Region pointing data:
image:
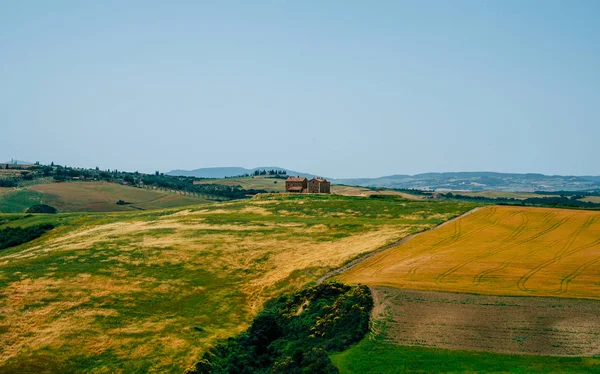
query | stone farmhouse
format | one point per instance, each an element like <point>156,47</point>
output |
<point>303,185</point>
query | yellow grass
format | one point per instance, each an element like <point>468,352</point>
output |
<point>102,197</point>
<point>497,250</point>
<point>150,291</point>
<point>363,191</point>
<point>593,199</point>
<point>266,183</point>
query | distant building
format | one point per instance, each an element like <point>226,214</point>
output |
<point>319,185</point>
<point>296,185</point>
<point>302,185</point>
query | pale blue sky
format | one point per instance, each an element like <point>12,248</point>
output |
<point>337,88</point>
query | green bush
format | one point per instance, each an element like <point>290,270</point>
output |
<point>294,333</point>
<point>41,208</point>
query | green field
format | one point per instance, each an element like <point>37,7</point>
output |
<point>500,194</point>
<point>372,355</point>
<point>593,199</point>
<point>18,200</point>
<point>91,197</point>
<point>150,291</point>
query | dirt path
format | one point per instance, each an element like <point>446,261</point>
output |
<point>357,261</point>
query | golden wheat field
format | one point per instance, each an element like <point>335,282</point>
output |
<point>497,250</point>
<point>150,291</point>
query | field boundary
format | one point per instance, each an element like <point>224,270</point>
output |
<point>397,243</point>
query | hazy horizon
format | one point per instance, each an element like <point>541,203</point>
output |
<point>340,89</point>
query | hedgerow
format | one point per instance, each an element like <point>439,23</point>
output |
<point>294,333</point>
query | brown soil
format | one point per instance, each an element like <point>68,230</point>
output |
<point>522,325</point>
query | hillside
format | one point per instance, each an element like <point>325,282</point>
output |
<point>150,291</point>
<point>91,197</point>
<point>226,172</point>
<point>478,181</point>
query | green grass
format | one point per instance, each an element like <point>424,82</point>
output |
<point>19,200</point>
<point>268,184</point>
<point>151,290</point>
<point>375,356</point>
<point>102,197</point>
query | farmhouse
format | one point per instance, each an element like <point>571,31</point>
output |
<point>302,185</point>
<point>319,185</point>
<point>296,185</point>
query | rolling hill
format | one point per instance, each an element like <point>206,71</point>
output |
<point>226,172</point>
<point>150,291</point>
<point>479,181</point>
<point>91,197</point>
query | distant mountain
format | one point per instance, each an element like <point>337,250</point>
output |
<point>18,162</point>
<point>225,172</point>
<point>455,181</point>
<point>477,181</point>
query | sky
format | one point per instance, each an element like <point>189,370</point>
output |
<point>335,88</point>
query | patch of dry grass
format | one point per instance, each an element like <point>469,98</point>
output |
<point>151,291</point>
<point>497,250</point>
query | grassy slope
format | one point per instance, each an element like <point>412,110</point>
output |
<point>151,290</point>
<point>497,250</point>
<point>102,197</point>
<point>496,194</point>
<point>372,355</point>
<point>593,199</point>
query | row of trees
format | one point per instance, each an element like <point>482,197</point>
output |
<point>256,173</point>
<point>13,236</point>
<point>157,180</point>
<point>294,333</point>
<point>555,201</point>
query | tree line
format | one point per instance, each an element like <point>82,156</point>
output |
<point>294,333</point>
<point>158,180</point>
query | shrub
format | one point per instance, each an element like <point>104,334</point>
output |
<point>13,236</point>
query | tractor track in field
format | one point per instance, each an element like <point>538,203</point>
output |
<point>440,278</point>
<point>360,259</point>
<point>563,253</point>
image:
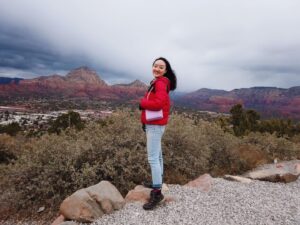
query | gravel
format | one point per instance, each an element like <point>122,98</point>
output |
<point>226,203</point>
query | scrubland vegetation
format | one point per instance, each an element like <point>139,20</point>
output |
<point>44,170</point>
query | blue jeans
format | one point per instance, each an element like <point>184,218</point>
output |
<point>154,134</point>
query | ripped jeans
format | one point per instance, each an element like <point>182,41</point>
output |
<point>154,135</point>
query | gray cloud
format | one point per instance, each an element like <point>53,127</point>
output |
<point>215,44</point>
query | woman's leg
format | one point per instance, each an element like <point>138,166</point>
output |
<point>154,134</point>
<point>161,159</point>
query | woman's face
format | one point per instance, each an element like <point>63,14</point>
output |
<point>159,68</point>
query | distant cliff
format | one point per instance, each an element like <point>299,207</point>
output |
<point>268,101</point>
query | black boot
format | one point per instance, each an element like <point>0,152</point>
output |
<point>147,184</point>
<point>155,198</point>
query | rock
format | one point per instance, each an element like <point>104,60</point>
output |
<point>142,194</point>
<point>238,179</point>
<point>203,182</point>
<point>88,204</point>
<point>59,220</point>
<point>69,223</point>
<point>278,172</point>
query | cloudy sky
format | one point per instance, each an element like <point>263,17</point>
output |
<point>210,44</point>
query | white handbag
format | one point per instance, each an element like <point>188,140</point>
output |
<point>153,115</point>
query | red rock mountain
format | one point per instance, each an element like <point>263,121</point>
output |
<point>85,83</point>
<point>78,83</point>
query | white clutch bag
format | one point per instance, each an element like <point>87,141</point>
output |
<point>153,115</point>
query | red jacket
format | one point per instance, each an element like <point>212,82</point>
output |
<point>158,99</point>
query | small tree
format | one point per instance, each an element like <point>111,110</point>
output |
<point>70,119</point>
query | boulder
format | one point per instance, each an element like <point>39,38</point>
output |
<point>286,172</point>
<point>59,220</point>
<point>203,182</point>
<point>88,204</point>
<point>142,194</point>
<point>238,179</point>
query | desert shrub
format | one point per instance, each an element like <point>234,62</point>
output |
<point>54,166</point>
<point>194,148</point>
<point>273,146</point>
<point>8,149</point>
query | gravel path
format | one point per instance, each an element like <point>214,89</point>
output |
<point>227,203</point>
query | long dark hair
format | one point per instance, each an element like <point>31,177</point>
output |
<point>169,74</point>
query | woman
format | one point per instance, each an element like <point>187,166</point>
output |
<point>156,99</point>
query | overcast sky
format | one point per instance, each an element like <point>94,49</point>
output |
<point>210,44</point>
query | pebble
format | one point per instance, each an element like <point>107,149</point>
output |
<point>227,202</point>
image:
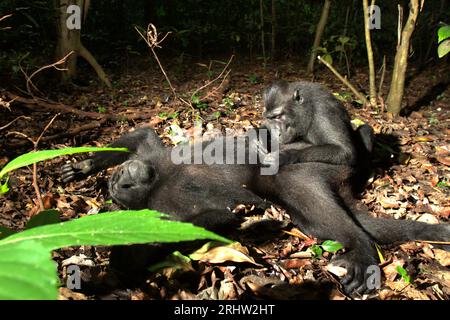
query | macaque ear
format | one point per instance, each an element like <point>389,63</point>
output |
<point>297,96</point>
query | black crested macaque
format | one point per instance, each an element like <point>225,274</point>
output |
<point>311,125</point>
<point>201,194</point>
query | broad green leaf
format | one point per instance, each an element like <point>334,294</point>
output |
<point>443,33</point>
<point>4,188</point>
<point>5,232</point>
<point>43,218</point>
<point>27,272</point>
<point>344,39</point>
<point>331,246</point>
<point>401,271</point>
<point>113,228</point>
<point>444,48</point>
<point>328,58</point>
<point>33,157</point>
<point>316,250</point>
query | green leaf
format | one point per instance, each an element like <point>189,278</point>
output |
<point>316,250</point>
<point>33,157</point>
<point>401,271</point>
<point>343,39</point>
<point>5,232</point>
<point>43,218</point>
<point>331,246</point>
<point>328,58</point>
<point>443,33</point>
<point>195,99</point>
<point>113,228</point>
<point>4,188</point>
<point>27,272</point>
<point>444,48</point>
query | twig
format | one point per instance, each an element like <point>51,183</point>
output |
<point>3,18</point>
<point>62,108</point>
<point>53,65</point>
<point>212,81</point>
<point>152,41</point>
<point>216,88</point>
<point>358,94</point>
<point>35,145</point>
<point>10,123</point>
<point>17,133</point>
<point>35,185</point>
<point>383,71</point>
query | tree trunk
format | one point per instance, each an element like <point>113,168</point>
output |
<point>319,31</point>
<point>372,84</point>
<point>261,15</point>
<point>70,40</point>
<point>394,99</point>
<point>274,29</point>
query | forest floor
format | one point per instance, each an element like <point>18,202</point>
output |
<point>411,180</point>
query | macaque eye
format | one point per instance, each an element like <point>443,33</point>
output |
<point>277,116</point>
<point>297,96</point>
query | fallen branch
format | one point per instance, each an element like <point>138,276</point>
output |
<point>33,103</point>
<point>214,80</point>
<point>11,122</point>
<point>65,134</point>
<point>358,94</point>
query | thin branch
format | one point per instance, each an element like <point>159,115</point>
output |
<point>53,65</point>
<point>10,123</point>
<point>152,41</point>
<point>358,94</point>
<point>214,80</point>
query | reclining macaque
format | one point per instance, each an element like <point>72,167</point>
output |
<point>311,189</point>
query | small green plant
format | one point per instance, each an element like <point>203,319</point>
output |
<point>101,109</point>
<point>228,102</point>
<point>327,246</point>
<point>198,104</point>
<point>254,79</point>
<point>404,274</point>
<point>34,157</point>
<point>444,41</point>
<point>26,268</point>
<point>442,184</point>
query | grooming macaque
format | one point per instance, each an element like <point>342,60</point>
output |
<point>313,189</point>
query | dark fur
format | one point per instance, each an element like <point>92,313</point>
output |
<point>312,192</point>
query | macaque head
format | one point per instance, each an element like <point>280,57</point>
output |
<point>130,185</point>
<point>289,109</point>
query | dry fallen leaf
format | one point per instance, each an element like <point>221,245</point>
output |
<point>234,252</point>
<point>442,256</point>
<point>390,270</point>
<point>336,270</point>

### ASSIGNMENT
Which lines in the data above hold the string "leaf"? Return each of them.

### RESULT OF THE EXERCISE
query | broad green leaf
query | green leaf
query | dry fallen leaf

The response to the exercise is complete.